> **WHAT THIS TASK INVOLVES**
Retype exactly the lines from the one that contains "Query: rear hatch handle" through the final line of the material below, and add nothing else.

> **DATASET**
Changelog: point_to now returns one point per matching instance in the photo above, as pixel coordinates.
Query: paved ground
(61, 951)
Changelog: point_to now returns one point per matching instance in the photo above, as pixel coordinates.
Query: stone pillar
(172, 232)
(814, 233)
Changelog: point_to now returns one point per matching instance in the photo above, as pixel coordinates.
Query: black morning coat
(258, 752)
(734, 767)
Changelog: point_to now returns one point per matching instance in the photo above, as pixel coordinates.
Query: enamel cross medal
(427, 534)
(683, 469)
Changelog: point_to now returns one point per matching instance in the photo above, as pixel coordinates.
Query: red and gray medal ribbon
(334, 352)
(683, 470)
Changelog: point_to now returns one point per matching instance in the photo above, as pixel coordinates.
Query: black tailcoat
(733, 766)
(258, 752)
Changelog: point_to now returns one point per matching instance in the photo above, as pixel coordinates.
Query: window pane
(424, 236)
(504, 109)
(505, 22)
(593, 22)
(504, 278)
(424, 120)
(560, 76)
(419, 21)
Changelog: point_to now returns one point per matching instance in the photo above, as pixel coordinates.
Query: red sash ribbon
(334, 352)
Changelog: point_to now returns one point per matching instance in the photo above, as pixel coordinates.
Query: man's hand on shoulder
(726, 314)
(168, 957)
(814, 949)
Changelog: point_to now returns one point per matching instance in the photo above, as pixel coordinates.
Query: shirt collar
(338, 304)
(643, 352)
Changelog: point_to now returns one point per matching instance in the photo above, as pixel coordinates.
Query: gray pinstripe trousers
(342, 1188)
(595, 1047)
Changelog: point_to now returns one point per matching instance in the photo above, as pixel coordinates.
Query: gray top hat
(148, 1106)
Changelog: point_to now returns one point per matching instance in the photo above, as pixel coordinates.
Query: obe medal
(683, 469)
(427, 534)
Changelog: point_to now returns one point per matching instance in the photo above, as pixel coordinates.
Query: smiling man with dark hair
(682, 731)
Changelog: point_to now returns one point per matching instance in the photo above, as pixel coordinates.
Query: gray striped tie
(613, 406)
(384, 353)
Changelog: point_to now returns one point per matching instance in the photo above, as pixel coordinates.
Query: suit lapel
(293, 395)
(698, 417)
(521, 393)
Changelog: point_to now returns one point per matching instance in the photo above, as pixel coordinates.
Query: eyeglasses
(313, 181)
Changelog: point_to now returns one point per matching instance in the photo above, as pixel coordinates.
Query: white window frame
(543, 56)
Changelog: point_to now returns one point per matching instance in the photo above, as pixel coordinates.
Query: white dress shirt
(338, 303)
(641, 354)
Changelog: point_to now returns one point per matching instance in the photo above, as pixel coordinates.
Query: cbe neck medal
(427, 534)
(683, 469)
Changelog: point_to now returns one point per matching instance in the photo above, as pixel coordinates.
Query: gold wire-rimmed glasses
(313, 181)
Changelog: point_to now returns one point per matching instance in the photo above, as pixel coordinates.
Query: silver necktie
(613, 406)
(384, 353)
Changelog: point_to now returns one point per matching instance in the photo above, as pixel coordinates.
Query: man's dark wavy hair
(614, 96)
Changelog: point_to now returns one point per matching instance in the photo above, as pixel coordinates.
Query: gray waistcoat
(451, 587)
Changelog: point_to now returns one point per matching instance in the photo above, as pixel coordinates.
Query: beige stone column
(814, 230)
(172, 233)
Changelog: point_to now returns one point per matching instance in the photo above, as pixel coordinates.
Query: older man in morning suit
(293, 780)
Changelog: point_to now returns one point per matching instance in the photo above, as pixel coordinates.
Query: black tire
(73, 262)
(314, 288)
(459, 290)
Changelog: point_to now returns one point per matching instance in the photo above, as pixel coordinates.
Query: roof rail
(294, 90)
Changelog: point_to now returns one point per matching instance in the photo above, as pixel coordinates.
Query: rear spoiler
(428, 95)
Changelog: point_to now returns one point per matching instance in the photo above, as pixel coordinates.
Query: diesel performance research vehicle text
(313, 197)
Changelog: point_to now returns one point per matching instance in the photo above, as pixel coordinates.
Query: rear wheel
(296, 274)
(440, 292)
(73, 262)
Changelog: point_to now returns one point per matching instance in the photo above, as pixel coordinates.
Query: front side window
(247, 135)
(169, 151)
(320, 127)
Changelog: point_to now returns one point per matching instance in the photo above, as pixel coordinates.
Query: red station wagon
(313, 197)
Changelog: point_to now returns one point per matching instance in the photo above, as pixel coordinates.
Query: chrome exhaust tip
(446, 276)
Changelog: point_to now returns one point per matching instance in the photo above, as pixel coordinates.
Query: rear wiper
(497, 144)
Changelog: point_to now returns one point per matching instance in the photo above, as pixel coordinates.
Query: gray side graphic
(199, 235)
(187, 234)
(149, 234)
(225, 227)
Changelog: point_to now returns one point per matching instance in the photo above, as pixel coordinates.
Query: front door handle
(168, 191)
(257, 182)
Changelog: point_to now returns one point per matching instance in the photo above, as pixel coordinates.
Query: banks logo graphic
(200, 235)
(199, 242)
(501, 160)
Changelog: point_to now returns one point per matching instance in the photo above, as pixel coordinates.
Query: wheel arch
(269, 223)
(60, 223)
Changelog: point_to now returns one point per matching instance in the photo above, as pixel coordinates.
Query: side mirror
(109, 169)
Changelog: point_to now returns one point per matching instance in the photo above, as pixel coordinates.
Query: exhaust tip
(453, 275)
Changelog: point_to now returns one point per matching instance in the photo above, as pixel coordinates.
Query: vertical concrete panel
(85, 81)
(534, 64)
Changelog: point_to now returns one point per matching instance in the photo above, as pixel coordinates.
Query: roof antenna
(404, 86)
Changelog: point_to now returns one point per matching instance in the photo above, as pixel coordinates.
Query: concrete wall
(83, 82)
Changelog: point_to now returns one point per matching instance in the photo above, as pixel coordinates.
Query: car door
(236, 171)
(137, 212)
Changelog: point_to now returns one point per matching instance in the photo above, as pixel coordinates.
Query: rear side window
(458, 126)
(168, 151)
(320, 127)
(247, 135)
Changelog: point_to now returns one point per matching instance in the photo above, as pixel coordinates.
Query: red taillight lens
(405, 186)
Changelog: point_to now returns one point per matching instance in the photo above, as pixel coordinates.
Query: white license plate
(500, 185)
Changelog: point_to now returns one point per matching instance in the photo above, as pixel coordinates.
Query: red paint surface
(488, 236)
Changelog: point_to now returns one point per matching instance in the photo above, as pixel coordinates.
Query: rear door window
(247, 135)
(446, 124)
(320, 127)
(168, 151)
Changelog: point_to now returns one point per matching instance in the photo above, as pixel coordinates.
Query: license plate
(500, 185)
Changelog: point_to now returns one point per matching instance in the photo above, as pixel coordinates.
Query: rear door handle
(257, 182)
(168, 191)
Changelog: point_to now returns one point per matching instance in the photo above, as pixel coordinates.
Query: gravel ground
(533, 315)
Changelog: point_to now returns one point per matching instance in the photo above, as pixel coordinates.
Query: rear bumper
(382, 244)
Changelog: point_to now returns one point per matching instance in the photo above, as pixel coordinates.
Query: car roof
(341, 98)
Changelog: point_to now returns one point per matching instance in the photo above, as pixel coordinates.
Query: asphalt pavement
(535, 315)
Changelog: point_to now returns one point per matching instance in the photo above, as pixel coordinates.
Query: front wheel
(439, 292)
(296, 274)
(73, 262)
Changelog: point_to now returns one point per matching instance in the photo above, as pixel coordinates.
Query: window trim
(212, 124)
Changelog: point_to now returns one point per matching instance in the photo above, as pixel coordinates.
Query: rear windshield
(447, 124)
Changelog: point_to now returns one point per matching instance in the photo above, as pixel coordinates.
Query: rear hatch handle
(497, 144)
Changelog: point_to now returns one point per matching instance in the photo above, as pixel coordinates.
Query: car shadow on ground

> **RESPONSE**
Query: rear hatch handle
(497, 144)
Changelog: point_to now returns one point per matching instance in the photo above, as pixel coordinates.
Query: car shadow on ground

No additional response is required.